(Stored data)
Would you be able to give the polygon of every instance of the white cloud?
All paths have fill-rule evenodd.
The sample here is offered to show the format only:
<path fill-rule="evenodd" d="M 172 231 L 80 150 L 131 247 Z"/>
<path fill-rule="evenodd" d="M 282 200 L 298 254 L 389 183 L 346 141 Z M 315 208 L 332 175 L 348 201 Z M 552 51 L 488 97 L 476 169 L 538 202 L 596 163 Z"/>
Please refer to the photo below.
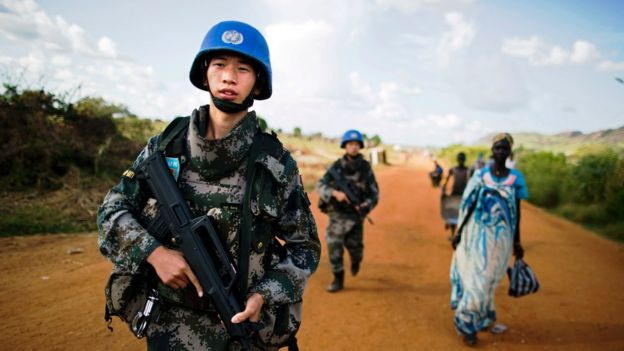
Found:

What you should do —
In the entries above, find the line containing "282 200 L 298", then please retype it and every line after it through the last, exactly as written, omitting pictures.

Written solution —
<path fill-rule="evenodd" d="M 282 200 L 298 254 L 389 183 L 346 141 Z M 315 208 L 332 175 L 348 201 Z M 552 51 L 488 97 L 476 169 L 538 202 L 596 163 Z"/>
Please refer to the photo below.
Found:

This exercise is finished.